Problem requirements
Copy the data below in full, exactly as it appears.

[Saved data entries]
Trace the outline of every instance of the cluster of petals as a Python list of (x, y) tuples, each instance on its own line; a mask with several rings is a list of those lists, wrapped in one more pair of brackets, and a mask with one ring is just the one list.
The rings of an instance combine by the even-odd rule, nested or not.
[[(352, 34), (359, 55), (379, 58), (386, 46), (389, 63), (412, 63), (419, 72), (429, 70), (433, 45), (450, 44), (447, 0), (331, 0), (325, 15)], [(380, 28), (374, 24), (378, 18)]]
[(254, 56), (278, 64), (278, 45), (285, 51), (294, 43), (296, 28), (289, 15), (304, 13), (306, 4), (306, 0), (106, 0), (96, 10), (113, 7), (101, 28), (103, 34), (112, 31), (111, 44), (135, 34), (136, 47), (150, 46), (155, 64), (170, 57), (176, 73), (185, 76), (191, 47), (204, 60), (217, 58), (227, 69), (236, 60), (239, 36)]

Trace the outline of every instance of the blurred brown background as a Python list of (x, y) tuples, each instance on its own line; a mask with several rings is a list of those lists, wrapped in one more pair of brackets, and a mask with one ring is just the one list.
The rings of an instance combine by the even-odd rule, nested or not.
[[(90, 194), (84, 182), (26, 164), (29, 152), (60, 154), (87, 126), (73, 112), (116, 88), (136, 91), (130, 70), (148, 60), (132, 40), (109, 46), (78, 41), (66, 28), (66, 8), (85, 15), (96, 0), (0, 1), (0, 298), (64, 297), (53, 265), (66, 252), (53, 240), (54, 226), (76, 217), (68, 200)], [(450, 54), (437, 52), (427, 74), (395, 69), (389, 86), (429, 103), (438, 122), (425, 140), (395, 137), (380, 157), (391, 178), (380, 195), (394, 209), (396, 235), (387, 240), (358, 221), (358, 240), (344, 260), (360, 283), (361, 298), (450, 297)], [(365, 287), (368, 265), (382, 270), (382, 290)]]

Written answer
Trace the outline of every instance of the cluster of petals as a Python list of (x, y) tuples, each instance on its own line; a mask with several rings is a list of those lists, wrapped in one more pair of brackets, and a mask with one ring is just the one list.
The rings of an instance combine by the even-odd rule, nested or not.
[[(352, 34), (359, 55), (379, 58), (386, 46), (389, 63), (412, 63), (419, 72), (429, 70), (433, 45), (450, 44), (447, 0), (331, 0), (325, 15)], [(380, 28), (374, 24), (378, 18)]]
[(254, 56), (278, 64), (278, 45), (285, 51), (294, 43), (296, 28), (289, 15), (304, 13), (306, 4), (306, 0), (106, 0), (96, 10), (113, 7), (101, 28), (103, 34), (112, 31), (111, 44), (135, 34), (136, 47), (150, 46), (155, 64), (170, 57), (176, 73), (185, 76), (191, 47), (204, 60), (217, 58), (227, 69), (236, 60), (239, 36)]

Trace the outline of every instance of the blurred brown background as a Python list of (x, y) tuples, each instance on its own line; a mask with several rings is a list of those lists, wrapped in one more pair of brackets, and a mask with one ring is just the one list.
The rings of an instance combine by the even-odd rule, nested or not.
[[(90, 194), (84, 182), (26, 164), (29, 152), (60, 154), (87, 126), (73, 112), (116, 88), (136, 91), (130, 70), (148, 60), (132, 40), (109, 46), (78, 41), (66, 28), (66, 8), (85, 15), (96, 0), (0, 1), (0, 298), (64, 297), (53, 265), (66, 252), (53, 240), (54, 226), (76, 217), (68, 200)], [(450, 54), (437, 52), (427, 74), (395, 69), (389, 86), (429, 103), (438, 122), (425, 140), (395, 137), (380, 157), (391, 178), (380, 195), (394, 209), (396, 235), (387, 240), (358, 221), (358, 240), (344, 260), (360, 283), (361, 298), (450, 297)], [(365, 287), (368, 265), (382, 270), (382, 290)]]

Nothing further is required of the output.